Problem to solve: Can you rewrite the lines that follow with every "photo" renamed to "image" and nothing else changed? Leave the pictures out of your version.

## Begin Material

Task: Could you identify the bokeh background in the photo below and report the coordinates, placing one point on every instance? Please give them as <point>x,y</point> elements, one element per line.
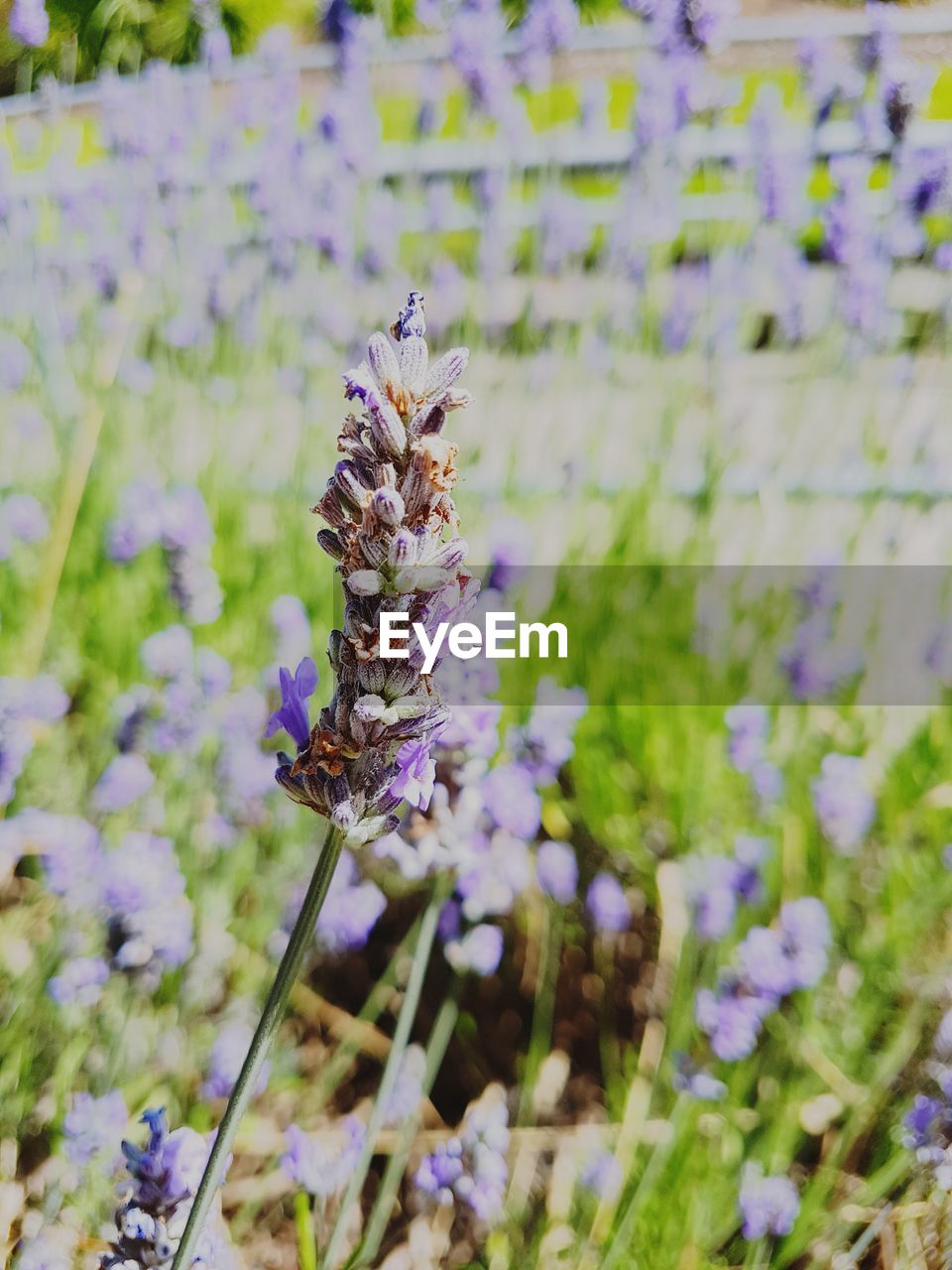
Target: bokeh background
<point>684,1002</point>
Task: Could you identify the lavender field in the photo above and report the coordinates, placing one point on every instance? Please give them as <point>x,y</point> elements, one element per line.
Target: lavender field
<point>630,960</point>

## End Material

Response:
Task: Could you identify the bokeh background in the image below and report the coordinates, placing one point on every instance? Please give them as <point>x,y</point> elements, one element per line.
Target: bokeh background
<point>684,1002</point>
Task: Could you identify the lavender field in the image above and report the coordinates, placing one point on every instance? Please give them as <point>x,y</point> elements, one element per line.
Target: lavender field
<point>630,960</point>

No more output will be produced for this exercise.